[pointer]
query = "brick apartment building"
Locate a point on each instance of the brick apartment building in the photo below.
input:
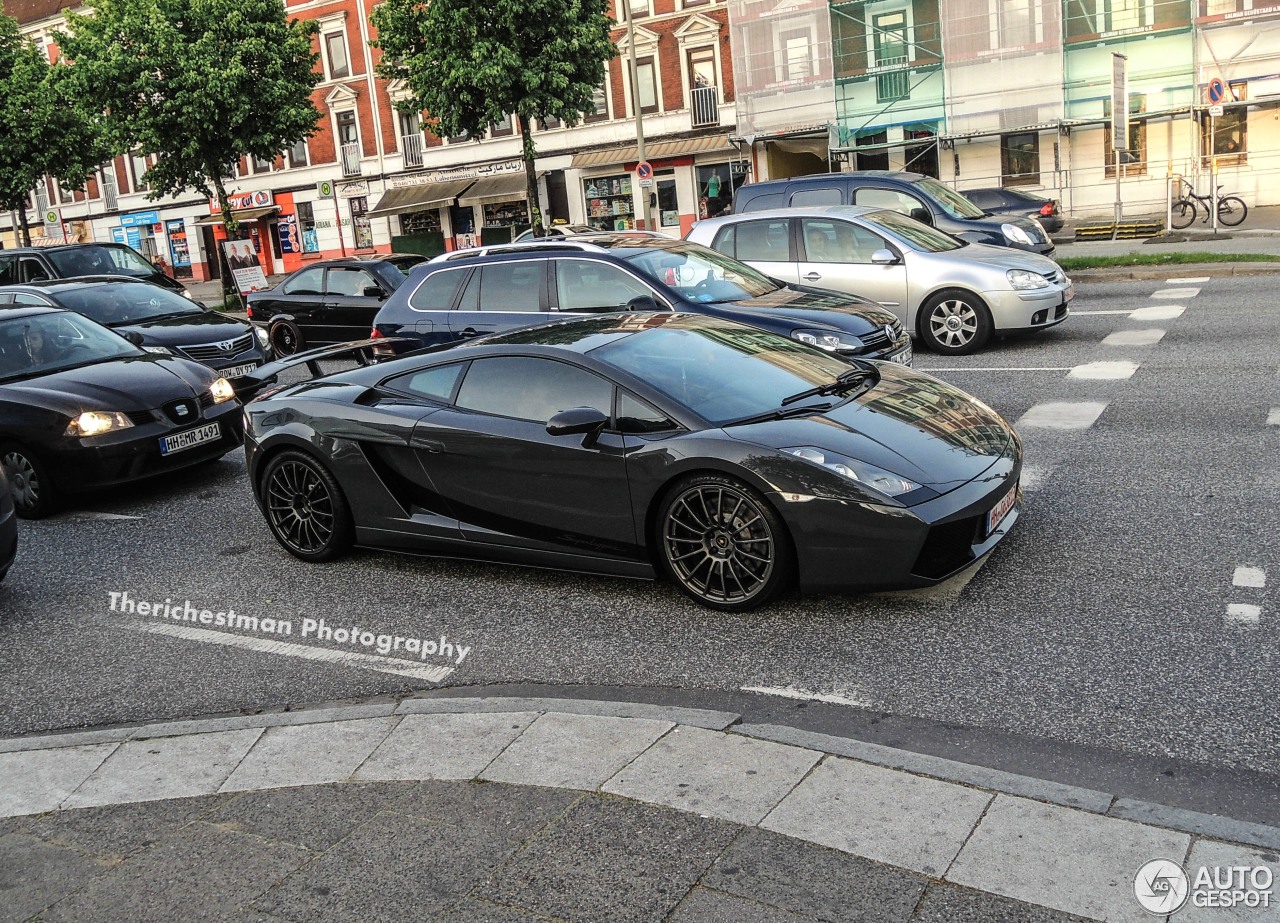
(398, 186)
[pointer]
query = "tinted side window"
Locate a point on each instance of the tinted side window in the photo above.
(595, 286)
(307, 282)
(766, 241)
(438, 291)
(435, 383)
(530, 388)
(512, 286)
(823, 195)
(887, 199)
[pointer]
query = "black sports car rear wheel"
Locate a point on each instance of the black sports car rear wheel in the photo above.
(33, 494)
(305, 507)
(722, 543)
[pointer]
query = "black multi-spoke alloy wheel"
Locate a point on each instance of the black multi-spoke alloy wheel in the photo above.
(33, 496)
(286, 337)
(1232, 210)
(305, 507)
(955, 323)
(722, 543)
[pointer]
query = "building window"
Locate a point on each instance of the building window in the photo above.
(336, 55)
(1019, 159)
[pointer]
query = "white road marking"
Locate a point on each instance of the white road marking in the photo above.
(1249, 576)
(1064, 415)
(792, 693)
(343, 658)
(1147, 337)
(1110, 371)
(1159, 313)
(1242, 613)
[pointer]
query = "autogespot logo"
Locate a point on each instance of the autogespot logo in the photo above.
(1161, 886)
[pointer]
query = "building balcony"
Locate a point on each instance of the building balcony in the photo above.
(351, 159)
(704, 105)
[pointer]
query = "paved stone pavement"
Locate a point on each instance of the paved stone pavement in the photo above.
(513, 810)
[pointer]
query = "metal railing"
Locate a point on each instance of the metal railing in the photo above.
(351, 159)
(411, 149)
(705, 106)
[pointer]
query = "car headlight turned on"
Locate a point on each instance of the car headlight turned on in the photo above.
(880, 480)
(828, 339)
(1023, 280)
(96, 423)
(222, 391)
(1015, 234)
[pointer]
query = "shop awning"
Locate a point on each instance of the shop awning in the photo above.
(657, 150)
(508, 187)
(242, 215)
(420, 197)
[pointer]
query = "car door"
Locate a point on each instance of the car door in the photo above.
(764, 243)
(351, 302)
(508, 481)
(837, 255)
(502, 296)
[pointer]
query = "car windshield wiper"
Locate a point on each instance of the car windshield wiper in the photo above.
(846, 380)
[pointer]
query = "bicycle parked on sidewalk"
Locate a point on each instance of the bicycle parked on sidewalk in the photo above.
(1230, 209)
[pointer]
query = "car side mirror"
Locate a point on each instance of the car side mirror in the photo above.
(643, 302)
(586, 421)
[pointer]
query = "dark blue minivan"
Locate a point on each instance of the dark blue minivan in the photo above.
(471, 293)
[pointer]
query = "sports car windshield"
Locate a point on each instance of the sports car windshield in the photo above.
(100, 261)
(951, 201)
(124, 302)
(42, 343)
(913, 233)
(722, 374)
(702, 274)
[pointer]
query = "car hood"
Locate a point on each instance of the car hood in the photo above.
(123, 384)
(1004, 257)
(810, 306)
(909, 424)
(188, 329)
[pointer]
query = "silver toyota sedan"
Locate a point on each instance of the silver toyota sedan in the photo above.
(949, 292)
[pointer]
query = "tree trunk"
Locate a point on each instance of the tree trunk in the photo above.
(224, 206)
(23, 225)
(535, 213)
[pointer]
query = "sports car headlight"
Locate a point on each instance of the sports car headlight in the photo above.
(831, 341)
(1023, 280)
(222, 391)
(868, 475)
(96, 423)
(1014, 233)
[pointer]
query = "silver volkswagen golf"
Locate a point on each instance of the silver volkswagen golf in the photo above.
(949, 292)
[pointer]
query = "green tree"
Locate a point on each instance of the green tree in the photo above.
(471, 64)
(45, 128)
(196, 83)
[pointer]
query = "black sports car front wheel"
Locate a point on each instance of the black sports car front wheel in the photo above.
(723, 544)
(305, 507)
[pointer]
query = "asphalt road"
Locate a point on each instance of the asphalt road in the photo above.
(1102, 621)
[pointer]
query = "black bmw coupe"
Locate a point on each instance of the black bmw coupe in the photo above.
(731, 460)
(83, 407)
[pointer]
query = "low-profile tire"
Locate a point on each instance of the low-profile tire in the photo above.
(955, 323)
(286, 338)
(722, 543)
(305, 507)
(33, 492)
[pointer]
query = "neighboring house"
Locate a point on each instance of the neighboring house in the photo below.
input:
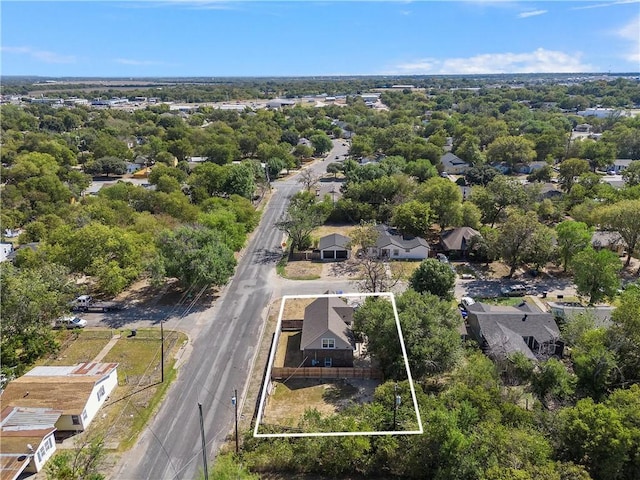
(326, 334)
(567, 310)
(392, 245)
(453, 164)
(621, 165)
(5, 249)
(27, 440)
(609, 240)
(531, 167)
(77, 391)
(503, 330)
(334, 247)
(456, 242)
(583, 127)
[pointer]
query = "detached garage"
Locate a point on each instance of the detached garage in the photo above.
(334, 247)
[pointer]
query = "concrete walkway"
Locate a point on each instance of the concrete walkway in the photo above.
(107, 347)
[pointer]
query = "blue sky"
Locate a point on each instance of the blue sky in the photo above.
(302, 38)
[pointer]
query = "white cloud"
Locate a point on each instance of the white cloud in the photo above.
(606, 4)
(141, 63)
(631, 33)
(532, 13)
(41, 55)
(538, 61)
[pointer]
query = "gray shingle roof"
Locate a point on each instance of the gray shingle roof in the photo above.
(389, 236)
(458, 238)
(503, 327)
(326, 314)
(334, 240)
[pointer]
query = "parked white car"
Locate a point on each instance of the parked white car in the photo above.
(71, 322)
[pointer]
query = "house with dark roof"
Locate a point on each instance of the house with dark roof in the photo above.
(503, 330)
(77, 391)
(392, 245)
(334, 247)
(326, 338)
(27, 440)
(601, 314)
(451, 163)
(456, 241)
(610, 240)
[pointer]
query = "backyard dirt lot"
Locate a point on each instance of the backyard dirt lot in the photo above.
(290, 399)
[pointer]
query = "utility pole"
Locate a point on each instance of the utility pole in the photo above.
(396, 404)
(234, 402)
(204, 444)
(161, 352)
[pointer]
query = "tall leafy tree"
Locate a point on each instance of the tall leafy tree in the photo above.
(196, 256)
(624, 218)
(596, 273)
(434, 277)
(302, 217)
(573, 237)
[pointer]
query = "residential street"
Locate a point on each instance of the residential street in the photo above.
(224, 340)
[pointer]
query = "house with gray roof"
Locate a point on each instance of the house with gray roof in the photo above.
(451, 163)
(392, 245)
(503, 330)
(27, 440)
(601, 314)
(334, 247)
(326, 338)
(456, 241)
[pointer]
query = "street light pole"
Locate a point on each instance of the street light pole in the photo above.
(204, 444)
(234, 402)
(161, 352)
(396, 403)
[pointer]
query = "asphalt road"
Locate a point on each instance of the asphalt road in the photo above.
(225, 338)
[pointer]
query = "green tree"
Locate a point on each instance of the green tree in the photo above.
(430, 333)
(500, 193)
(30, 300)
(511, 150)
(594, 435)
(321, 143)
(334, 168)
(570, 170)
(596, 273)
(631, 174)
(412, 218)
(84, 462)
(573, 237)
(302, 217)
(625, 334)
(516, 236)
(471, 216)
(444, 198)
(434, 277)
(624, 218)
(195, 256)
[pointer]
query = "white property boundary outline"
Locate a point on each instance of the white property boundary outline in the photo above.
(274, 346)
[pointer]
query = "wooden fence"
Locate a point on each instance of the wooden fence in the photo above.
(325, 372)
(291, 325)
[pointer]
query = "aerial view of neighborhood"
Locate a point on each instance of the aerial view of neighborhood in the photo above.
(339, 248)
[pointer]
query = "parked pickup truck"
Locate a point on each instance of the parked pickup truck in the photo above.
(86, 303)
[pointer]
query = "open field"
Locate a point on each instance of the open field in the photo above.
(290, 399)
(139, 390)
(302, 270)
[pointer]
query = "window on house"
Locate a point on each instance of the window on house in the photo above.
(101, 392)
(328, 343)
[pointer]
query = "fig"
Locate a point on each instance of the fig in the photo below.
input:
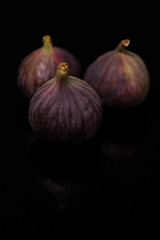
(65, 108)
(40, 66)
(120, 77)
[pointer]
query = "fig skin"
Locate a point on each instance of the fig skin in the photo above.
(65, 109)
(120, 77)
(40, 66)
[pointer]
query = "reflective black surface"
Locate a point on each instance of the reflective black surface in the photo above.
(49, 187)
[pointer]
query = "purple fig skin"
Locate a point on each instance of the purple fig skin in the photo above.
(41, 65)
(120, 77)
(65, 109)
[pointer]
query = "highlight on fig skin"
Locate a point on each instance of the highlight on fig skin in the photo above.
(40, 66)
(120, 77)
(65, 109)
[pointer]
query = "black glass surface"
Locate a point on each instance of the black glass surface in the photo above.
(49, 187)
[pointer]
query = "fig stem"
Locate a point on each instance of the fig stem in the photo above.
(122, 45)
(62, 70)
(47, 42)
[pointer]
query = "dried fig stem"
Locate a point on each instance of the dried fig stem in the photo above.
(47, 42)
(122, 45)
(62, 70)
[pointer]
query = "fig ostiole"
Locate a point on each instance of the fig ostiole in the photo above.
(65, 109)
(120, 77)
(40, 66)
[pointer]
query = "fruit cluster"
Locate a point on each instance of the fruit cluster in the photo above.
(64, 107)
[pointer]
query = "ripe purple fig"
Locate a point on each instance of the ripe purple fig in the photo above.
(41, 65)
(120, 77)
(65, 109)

※ ※ ※

WHAT THE TASK ASKS =>
Whenever a line in the material contains the word "below", copy that line.

EXPECTED ANSWER =>
Locate a point on each instance of the brick apartment building in the photo below.
Locate a point on each instance of the neighboring house in the photo below.
Locate a point on each instance of the fig in the photo below.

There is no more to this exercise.